**YOUR TASK**
Your output should contain every record, unchanged.

**Excerpts from a dataset**
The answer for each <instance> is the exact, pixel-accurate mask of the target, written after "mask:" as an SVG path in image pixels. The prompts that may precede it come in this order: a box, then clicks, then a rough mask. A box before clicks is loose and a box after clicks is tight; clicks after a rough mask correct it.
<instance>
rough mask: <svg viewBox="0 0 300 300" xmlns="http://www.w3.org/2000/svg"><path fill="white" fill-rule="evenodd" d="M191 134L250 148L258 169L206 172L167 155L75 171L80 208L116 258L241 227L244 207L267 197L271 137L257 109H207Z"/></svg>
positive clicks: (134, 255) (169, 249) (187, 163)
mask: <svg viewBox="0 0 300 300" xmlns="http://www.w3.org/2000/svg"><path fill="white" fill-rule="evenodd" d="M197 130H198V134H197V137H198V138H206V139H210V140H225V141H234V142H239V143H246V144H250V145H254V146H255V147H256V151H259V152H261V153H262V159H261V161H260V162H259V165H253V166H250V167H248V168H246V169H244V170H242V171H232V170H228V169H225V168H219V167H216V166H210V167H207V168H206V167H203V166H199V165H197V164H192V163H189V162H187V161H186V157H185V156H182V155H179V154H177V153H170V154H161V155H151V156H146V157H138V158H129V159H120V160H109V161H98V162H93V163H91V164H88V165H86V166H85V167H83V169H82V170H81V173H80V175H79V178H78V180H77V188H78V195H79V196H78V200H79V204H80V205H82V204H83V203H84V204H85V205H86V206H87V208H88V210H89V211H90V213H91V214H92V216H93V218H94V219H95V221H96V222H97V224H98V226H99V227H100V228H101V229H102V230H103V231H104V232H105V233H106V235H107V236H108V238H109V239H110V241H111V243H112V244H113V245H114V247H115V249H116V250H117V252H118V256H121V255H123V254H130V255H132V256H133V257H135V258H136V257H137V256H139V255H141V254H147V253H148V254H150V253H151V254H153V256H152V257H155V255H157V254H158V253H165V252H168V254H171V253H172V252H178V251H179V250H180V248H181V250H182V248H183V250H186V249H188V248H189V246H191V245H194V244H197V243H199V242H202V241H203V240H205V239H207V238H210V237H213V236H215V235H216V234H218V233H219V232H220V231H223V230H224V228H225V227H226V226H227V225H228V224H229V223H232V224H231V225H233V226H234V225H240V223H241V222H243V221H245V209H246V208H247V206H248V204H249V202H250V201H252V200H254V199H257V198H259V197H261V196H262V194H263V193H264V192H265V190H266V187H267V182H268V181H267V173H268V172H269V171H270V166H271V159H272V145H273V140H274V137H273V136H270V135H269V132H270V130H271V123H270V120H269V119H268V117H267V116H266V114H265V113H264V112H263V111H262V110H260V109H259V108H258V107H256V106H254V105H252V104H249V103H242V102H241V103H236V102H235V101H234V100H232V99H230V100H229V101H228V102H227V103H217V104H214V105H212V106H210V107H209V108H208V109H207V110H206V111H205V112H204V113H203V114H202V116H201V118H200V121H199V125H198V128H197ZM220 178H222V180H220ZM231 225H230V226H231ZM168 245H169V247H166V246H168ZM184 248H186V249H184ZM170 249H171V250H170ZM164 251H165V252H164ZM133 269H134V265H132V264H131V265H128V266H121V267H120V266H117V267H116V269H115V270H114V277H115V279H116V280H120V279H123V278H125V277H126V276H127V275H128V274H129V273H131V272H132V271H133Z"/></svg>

**WRITTEN ANSWER**
The answer for each <instance> is the exact, pixel-accurate mask of the target, written after "mask:" as an SVG path in image pixels. The prompts that may precede it come in this order: a box, then clicks, then a rough mask. A box before clicks is loose and a box after clicks is tight; clicks after a rough mask correct it.
<instance>
rough mask: <svg viewBox="0 0 300 300" xmlns="http://www.w3.org/2000/svg"><path fill="white" fill-rule="evenodd" d="M191 134L250 148L258 169L206 172L167 155L75 171L80 208L116 258L241 227L244 207L267 197L271 137L257 109H207Z"/></svg>
positive clicks: (134, 255) (169, 249) (187, 163)
mask: <svg viewBox="0 0 300 300" xmlns="http://www.w3.org/2000/svg"><path fill="white" fill-rule="evenodd" d="M197 130H198V134H197V137H198V138H206V139H210V140H225V141H234V142H239V143H246V144H250V145H254V146H255V147H256V151H259V152H261V153H262V159H261V161H260V162H259V165H253V166H250V167H248V168H246V169H244V170H242V171H232V170H228V169H225V168H219V167H216V166H210V167H207V168H206V167H203V166H199V165H197V164H192V163H189V162H187V161H186V157H185V156H182V155H179V154H177V153H170V154H161V155H151V156H146V157H138V158H129V159H120V160H109V161H98V162H93V163H91V164H88V165H86V166H85V167H83V169H82V170H81V173H80V175H79V178H78V180H77V188H78V195H79V196H78V200H79V204H80V205H82V204H83V203H84V204H85V205H86V206H87V208H88V210H89V211H90V213H91V214H92V216H93V218H94V219H95V221H96V222H97V224H98V226H99V227H100V228H101V229H102V230H103V231H104V232H105V233H106V235H107V236H108V238H109V239H110V241H111V243H112V244H113V245H114V247H115V249H116V250H117V252H118V256H121V255H123V254H130V255H132V256H133V257H135V258H136V257H137V256H139V255H141V254H147V253H148V254H150V253H151V254H153V256H152V257H155V255H157V254H158V253H165V252H168V254H171V253H172V252H178V251H179V250H180V248H181V250H182V248H183V250H186V249H188V248H189V246H191V245H194V244H197V243H199V242H202V241H203V240H205V239H207V238H210V237H213V236H215V235H216V234H218V233H219V232H220V231H223V230H224V228H225V227H226V226H227V225H228V224H229V223H232V224H231V225H233V226H234V225H240V223H241V222H243V221H245V209H246V208H247V206H248V204H249V202H250V201H252V200H254V199H257V198H259V197H261V196H262V194H263V193H264V192H265V190H266V187H267V182H268V181H267V173H268V172H269V171H270V166H271V159H272V145H273V140H274V137H273V136H270V135H269V132H270V130H271V123H270V120H269V119H268V117H267V116H266V114H265V113H264V112H263V111H262V110H260V109H259V108H258V107H256V106H254V105H252V104H249V103H242V102H241V103H236V102H235V101H234V100H232V99H230V100H229V101H228V102H227V103H217V104H214V105H212V106H210V107H209V108H208V109H207V110H206V111H205V112H204V113H203V114H202V116H201V118H200V121H199V125H198V128H197ZM220 178H222V180H220ZM231 225H230V226H231ZM168 245H169V247H166V246H168ZM184 248H186V249H184ZM170 249H171V250H170ZM164 251H165V252H164ZM133 269H134V265H132V264H131V265H128V266H121V267H120V266H117V267H116V269H115V270H114V277H115V279H116V280H120V279H123V278H125V277H126V276H127V275H128V274H129V273H131V272H132V271H133Z"/></svg>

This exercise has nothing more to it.